Text segment.
________________________
All the subsequent rows with Tag value 2 are processed in the same manner.


A row with Tag value 1 is identified. It identifies Customer!1!CustomerID column with Tag value 1. This column identifies a <Customer> element with no parent (Parent is NULL). Therefore, both the previous <Order> tag and the previous <Customer> tag are closed. A new <Customer> tag is opened, and the process is repeated.
Note  In the query, if the column name (Order!2!OrderID!element) is changed so that the attribute name is not specified (Order!2!!element), the query generates the contained element directly.


C. Specify the element directive and the entity encoding
If the directive is set to element, the contained data is entity encoded. For example, if one of the customer contact names in the Customers table is Mar<ia Anders, the following query encodes the contained data:
--Update customer record.
UPDATE Customers 
SET ContactName='Mar<ia Anders' 
WHERE ContactName='Maria Anders'
GO

The following query returns the customer ID and contact name information.
The process of writing the query to produce the universal table and the processing of the universal table rowset to produce the resulting XML document is similar to the process described in Example A and Example B. 
SELECT 1 as Tag, NULL as Parent,
       Customers.CustomerID as [Customer!1!CustomerID],
       Customers.ContactName as [Customer!1!ContactName!element]
FROM Customers
ORDER BY [Customer!1!CustomerID]
FOR XML EXPLICIT
GO
-- set the value back to original
UPDATE Customers 
SET ContactName='Maria Anders' 
WHERE ContactName='Mar<ia Anders'
GO

The partial result is shown below. Because the element directive is specified in the query, the attribute name specified is the name of the contained element. Also the ContactName is entity encoded (the < character in the ContactName is returned as &lt;)
________________________
Extracted data.
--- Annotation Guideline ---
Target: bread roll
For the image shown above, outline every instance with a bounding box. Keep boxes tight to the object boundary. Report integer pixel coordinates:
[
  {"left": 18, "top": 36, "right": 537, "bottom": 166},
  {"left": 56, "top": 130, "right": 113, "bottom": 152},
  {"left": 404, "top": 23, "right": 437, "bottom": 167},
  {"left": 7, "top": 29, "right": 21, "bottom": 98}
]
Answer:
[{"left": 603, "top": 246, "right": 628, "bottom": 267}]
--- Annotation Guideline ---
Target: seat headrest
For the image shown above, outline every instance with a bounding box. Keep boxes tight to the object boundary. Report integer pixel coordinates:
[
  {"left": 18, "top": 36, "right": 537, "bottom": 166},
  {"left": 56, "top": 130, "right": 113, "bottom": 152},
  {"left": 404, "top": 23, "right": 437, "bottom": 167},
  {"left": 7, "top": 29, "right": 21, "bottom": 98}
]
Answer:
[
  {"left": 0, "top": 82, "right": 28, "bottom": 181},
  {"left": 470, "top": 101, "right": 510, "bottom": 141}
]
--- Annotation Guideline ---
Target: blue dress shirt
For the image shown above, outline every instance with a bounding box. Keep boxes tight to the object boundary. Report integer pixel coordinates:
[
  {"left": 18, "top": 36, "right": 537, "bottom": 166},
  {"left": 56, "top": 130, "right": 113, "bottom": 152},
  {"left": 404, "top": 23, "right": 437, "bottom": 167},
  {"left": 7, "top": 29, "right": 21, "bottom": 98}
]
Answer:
________________________
Goal. Continue the FOR XML EXPLICIT text from where it stops, not the entries.

Result of this exercise.
<Customer CustomerID="ALFKI">
  <ContactName>Mar&lt;ia Anders</ContactName>
</Customer>
<Customer CustomerID="ANATR">
  <ContactName>Ana Trujillo</ContactName>
</Customer>

D. Specify the xml directive
The xml directive is similar to element directive except that the contained data is not entity encoded (the < character remains <). For example, if one of the customer contact names in the Customers table is Mar<ia Andears, the following query does not entity encode the contained data and generates an XML document that is not well-formed.
-- Update a customer record.
UPDATE Customers 
SET ContactName='Mar<ia Anders' 
WHERE ContactName='Maria Anders'
GO

The following query returns the customer ID and contact name information.
The process of writing the query to produce the universal table and the processing of the universal table rowset to produce the resulting XML document is similar to the process described in Example A and Example B. 
SELECT 1 as Tag, NULL as Parent,
       Customers.CustomerID as [Customer!1!CustomerID],
       Customers.ContactName as [Customer!1!ContactName!xml]
FROM Customers
ORDER BY [Customer!1!CustomerID]
FOR XML EXPLICIT
GO
-- Set customer record back to the original.
UPDATE Customers 
SET ContactName='Maria Anders' 
WHERE ContactName='Mar<ia Anders'
GO

The partial result is shown below. Because the directive is specified in the query, the attribute name specified is the name of the contained element.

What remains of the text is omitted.